» **What is being asked**
Find each line in the data below that contains the word "carved" and copy it out in full. Case counts.

» **Data for this task**
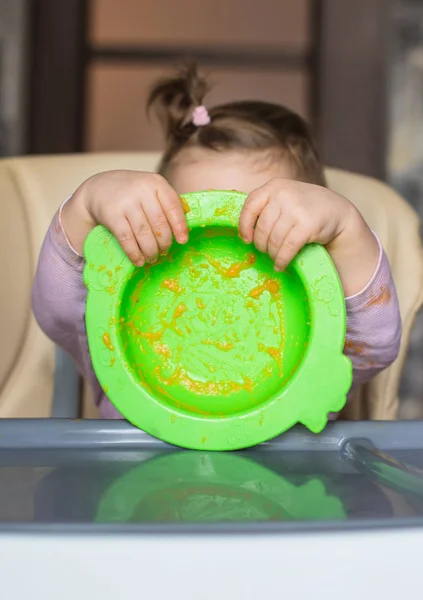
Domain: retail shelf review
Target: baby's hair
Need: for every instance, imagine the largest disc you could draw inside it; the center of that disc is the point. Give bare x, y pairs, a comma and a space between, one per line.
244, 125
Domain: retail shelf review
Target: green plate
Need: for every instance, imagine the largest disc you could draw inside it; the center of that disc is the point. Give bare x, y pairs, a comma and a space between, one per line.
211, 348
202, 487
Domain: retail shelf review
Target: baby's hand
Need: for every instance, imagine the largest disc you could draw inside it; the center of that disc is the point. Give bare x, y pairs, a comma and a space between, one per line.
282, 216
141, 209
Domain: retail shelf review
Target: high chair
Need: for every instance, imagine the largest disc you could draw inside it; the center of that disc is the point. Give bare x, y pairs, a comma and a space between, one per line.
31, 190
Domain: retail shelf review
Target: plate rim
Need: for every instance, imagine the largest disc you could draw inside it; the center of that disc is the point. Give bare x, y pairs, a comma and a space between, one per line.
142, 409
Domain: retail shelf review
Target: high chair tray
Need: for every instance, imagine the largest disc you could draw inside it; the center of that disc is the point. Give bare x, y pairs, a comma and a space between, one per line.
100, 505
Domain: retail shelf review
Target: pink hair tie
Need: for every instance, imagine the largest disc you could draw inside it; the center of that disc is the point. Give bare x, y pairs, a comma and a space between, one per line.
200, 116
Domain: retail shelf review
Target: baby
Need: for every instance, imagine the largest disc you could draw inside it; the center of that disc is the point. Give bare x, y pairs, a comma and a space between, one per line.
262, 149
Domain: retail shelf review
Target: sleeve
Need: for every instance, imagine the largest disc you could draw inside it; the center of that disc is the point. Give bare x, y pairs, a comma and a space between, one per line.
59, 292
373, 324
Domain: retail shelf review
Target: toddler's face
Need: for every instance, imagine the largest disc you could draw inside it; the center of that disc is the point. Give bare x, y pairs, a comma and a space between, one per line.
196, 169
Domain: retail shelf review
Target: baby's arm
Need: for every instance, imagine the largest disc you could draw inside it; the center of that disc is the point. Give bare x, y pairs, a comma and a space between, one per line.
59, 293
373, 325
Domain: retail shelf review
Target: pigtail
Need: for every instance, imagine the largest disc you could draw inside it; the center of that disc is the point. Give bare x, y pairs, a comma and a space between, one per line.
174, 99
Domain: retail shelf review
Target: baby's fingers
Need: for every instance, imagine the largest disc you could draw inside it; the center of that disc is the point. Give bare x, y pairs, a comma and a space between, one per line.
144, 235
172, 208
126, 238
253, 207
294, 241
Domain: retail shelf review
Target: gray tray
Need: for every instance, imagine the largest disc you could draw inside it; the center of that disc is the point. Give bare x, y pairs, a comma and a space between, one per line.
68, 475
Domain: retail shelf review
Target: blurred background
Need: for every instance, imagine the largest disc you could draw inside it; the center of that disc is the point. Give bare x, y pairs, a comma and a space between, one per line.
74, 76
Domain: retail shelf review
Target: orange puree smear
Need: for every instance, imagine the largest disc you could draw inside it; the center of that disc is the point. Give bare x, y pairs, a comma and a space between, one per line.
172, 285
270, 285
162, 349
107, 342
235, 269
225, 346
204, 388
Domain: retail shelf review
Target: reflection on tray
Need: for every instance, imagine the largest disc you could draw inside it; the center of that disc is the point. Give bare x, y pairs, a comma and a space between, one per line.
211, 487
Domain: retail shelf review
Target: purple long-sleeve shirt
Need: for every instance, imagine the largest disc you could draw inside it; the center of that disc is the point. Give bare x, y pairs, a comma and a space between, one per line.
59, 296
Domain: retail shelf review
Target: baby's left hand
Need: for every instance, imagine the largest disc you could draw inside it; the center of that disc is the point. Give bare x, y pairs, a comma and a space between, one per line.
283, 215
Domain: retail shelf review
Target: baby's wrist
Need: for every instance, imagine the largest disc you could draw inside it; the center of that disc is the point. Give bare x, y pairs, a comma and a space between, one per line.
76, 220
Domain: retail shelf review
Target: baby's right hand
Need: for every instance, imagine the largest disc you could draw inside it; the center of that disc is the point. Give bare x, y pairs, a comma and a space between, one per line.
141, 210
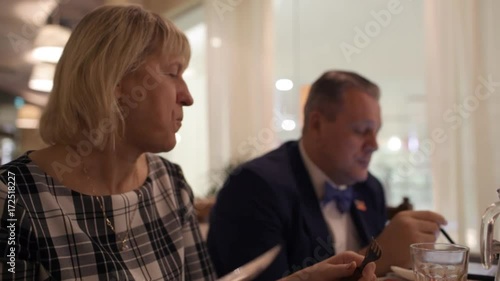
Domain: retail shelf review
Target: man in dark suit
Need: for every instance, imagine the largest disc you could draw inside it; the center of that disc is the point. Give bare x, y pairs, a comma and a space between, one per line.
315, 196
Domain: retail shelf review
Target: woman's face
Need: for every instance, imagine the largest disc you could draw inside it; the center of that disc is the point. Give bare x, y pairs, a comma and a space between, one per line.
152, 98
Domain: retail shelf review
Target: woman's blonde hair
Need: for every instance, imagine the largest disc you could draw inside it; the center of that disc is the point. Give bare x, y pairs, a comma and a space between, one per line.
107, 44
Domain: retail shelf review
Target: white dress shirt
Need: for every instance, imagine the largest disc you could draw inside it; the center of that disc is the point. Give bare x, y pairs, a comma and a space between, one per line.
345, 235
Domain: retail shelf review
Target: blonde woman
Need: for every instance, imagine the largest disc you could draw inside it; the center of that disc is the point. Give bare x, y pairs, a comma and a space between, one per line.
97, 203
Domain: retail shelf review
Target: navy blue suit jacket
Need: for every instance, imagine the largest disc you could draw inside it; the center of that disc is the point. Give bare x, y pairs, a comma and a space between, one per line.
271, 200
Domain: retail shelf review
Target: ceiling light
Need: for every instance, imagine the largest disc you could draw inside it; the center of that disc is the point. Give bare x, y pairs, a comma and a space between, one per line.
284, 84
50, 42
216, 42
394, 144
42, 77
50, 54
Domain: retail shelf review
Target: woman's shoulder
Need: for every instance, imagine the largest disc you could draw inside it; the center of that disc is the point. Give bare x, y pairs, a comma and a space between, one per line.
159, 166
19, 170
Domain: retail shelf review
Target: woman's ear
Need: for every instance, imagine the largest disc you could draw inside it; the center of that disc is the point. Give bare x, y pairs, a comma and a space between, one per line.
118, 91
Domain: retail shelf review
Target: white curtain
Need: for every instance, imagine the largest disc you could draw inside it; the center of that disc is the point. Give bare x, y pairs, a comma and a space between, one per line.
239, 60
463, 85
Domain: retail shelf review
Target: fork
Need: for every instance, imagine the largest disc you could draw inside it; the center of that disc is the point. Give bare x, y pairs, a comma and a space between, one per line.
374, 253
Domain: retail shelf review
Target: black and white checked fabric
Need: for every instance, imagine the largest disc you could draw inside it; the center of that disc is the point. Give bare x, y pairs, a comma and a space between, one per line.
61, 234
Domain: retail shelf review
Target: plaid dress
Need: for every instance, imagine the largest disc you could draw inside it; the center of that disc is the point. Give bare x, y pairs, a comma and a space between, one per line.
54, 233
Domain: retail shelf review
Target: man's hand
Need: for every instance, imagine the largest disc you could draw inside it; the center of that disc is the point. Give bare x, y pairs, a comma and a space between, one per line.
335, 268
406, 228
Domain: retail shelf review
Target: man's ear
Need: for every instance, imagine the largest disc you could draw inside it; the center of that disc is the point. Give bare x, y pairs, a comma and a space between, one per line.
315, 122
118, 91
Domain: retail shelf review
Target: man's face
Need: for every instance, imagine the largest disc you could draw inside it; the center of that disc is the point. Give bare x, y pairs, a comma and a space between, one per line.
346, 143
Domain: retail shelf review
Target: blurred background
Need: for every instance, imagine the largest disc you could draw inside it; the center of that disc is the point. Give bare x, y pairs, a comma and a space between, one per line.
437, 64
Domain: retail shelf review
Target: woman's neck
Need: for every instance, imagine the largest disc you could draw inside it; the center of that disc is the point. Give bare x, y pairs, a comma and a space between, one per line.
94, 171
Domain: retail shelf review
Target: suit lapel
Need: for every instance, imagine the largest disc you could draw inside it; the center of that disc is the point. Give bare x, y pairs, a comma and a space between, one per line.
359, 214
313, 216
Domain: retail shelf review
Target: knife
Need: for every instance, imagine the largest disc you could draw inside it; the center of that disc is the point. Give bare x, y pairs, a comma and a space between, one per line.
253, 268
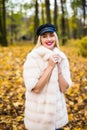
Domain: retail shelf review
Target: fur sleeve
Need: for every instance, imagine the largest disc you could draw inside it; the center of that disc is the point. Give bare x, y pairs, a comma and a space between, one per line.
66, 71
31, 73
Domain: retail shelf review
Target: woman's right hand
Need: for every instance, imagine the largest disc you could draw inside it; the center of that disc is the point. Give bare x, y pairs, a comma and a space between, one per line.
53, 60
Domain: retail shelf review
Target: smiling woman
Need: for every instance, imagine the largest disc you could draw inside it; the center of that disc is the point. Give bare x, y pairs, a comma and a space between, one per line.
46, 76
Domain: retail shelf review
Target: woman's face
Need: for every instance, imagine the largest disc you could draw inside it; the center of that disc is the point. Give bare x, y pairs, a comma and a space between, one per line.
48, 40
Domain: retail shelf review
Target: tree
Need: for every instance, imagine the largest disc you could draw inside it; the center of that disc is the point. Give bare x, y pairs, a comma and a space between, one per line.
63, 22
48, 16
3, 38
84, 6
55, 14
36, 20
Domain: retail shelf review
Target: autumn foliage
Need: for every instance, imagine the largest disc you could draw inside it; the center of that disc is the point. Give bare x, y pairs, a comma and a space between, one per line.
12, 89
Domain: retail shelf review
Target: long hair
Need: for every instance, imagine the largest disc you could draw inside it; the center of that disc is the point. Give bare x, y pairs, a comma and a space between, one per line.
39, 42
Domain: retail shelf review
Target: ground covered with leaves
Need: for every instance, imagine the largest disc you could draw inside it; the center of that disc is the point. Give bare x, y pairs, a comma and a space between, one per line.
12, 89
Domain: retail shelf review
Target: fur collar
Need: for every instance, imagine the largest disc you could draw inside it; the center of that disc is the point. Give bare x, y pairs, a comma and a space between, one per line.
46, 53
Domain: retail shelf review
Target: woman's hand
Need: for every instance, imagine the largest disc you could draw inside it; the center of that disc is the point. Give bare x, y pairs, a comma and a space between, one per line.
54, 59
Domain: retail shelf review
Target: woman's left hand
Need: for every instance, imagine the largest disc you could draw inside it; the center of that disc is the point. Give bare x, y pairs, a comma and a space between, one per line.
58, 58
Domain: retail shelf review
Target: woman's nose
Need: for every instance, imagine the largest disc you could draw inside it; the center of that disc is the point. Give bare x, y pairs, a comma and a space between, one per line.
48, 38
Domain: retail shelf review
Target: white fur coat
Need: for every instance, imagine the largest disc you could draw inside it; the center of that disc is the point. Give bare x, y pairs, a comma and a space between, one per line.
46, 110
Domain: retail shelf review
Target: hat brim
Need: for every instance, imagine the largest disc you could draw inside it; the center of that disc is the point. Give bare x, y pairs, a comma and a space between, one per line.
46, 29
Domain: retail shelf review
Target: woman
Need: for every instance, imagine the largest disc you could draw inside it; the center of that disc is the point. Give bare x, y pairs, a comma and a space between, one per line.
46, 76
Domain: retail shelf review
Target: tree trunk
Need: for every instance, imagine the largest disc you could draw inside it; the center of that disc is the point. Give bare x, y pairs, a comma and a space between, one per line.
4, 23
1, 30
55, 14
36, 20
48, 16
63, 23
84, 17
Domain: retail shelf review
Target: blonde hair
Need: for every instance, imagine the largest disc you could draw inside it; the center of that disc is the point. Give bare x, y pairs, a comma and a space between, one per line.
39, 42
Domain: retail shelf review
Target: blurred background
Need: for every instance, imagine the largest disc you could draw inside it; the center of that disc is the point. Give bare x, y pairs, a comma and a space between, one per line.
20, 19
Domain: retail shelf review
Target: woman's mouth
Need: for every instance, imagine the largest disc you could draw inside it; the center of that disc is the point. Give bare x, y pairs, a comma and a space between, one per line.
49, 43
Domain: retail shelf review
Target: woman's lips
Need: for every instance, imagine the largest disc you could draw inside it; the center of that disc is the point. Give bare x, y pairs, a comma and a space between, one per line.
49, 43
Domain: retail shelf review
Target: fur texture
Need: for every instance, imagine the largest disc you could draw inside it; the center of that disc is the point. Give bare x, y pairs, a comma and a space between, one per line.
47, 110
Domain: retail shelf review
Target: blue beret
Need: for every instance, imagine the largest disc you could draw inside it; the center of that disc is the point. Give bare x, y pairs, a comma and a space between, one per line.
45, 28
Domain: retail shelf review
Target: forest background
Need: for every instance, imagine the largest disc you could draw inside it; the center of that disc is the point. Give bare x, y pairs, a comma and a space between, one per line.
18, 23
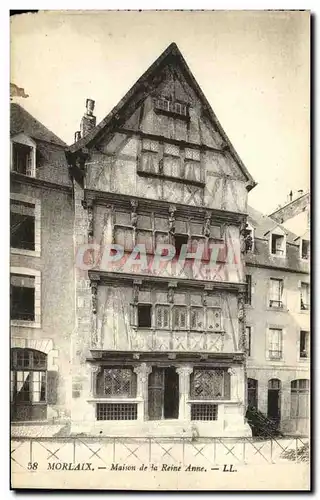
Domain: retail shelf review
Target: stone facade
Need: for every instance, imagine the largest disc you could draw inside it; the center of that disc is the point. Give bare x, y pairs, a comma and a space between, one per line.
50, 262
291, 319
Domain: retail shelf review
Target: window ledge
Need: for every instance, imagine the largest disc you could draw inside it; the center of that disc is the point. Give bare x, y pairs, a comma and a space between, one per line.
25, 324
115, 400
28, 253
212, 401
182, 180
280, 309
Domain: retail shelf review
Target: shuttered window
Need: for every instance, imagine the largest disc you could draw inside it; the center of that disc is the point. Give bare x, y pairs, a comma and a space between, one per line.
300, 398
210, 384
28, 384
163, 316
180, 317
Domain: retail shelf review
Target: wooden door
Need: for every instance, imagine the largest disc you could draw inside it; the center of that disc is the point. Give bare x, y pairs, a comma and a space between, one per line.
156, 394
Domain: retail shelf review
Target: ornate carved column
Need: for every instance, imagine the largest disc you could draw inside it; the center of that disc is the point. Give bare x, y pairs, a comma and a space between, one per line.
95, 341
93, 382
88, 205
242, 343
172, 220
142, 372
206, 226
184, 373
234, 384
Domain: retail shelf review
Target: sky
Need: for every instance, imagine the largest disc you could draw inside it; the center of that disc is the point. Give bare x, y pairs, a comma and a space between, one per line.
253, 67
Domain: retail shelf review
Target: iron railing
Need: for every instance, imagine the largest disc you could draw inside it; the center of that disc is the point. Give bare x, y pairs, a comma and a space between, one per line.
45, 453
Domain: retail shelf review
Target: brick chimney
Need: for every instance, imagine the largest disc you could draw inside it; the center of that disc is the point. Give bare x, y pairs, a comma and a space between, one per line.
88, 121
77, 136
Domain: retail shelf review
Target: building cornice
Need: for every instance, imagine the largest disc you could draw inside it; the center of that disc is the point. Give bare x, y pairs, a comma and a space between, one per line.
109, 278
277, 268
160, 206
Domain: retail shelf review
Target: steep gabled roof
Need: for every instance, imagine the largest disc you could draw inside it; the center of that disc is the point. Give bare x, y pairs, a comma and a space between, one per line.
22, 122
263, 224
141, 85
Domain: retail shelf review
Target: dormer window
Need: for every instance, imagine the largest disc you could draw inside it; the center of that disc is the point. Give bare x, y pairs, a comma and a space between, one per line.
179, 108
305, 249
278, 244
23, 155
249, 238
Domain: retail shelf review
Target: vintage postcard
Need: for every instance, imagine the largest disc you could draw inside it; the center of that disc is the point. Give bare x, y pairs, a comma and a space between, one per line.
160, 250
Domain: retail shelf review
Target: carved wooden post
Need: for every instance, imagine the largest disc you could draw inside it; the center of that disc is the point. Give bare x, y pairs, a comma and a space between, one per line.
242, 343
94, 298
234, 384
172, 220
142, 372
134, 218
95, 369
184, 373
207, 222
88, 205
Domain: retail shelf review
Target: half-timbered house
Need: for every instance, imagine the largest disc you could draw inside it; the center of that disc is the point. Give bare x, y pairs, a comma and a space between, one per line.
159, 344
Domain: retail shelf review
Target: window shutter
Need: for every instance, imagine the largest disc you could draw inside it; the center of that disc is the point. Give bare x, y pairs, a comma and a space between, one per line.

» **Expected output**
Target: ornate carved column
Target: carved wooden post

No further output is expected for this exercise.